[BEGIN]

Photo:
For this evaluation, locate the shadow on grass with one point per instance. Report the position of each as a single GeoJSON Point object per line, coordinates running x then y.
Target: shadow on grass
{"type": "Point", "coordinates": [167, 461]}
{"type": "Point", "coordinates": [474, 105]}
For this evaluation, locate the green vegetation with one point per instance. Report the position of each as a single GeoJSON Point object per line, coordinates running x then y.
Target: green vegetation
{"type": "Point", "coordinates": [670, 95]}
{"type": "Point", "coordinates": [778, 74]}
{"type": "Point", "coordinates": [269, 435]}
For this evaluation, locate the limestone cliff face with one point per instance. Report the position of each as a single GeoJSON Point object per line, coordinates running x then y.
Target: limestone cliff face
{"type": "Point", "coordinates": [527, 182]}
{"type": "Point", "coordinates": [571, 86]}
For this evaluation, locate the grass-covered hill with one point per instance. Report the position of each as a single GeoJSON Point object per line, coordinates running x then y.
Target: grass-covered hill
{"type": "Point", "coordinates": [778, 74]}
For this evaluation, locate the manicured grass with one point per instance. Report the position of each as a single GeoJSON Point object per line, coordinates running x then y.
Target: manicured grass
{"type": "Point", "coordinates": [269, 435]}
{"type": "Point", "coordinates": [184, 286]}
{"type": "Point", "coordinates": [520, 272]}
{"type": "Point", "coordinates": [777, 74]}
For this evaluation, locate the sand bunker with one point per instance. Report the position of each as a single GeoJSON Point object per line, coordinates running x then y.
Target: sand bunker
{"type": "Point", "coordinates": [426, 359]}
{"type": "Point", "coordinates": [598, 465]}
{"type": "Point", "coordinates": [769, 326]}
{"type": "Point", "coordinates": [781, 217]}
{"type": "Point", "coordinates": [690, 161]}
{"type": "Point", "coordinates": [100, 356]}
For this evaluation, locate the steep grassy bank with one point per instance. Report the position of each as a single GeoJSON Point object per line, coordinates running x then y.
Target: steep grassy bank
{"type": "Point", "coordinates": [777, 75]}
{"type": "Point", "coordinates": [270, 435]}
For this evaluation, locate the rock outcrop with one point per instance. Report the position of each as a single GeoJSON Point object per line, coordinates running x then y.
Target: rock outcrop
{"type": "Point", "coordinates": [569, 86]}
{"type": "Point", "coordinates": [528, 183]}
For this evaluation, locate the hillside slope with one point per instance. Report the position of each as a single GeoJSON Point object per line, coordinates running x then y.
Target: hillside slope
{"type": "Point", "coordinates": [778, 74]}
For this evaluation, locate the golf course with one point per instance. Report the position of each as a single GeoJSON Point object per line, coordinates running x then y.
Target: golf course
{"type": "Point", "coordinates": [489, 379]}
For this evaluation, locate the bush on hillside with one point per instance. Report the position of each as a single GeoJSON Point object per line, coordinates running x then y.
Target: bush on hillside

[END]

GIVEN REQUEST:
Write out word for word the part of the listing above that opens with the line containing "For this evaluation, locate the bush" and closes at the end of the listing.

EXERCISE OUTPUT:
For this evaluation, locate the bush on hillside with one point per instance. Report the position of each as a single GeoJSON Point object per line, coordinates running x then y.
Target: bush on hillside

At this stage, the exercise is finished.